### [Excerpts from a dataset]
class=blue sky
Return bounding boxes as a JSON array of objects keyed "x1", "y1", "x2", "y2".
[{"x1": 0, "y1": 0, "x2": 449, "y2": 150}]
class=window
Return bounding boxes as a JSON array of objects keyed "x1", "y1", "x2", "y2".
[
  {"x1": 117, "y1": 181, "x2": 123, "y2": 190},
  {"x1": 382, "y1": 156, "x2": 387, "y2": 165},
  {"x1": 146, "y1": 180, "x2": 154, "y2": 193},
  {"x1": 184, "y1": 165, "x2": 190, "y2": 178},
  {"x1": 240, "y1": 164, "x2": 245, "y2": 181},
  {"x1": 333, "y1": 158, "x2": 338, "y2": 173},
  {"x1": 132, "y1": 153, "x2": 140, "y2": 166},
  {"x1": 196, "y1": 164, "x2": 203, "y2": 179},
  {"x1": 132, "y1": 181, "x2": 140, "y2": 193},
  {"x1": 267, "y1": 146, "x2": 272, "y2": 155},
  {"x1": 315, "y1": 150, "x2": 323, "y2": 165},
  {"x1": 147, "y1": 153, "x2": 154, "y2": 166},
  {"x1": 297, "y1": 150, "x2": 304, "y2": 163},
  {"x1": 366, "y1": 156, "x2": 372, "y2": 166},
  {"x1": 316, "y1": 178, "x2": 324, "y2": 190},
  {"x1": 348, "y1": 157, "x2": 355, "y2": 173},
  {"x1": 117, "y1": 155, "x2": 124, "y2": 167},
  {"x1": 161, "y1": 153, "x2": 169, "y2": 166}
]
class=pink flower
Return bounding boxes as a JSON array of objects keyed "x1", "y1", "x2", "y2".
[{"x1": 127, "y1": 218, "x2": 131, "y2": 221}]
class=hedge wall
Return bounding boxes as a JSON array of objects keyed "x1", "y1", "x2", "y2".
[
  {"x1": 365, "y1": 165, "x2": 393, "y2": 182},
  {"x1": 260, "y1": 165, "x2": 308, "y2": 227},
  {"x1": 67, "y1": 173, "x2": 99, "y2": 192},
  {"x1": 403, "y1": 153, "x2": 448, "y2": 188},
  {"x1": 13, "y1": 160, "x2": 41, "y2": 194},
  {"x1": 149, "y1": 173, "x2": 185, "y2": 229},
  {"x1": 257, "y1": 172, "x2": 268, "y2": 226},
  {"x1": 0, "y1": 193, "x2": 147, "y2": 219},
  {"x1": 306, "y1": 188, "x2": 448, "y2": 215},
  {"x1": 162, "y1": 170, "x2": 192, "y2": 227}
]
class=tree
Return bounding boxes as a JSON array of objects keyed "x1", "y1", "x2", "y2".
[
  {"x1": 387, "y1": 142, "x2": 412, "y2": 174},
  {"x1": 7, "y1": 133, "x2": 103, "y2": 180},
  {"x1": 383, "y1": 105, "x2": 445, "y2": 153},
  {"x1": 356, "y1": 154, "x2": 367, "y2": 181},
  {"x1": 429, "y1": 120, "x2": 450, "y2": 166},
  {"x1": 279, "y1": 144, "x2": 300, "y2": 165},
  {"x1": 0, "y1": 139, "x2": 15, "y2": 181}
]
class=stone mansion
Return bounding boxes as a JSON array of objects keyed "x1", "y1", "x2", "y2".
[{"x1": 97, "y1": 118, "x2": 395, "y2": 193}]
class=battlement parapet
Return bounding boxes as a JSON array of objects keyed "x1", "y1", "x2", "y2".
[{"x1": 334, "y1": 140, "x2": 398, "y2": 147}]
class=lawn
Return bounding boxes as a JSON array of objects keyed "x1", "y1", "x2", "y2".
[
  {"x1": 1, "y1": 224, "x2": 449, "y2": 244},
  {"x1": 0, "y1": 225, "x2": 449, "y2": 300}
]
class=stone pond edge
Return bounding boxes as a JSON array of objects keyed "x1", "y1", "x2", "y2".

### [Exercise details]
Would you copy, unchanged, the stretch of the records above that begins at the line containing "class=window" and ends at the line containing "class=hedge wall", and only that?

### [Result]
class=window
Return bounding boxes as a JSON array of objects keyed "x1", "y1", "x2", "y2".
[
  {"x1": 117, "y1": 181, "x2": 123, "y2": 190},
  {"x1": 382, "y1": 156, "x2": 387, "y2": 165},
  {"x1": 146, "y1": 180, "x2": 154, "y2": 193},
  {"x1": 184, "y1": 165, "x2": 190, "y2": 178},
  {"x1": 240, "y1": 164, "x2": 245, "y2": 181},
  {"x1": 333, "y1": 158, "x2": 338, "y2": 173},
  {"x1": 132, "y1": 153, "x2": 140, "y2": 166},
  {"x1": 196, "y1": 164, "x2": 203, "y2": 179},
  {"x1": 132, "y1": 181, "x2": 140, "y2": 193},
  {"x1": 267, "y1": 146, "x2": 272, "y2": 155},
  {"x1": 315, "y1": 150, "x2": 323, "y2": 165},
  {"x1": 147, "y1": 153, "x2": 154, "y2": 166},
  {"x1": 297, "y1": 150, "x2": 304, "y2": 163},
  {"x1": 366, "y1": 156, "x2": 372, "y2": 166},
  {"x1": 316, "y1": 178, "x2": 324, "y2": 190},
  {"x1": 348, "y1": 157, "x2": 355, "y2": 173},
  {"x1": 117, "y1": 155, "x2": 124, "y2": 167},
  {"x1": 161, "y1": 153, "x2": 169, "y2": 166}
]
class=pink flower
Return bounding boxes as a JSON array of objects keyed "x1", "y1", "x2", "y2".
[{"x1": 127, "y1": 218, "x2": 131, "y2": 221}]
class=hedge wall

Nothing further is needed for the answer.